▸ Stated problem
Rewrite the material below with every occurrence of "camouflage cap" changed to "green beret" and nothing else altered.

▸ Supplied material
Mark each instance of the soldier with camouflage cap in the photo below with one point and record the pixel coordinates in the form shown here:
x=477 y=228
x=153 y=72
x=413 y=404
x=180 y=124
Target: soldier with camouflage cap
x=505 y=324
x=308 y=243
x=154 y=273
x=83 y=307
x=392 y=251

▸ Reply
Mark each instance of the soldier with green beret in the photo below with one point and record the pixel coordinates in the form shown here:
x=477 y=228
x=153 y=72
x=413 y=404
x=180 y=124
Target: soldier with green beret
x=505 y=324
x=308 y=243
x=154 y=273
x=83 y=307
x=392 y=251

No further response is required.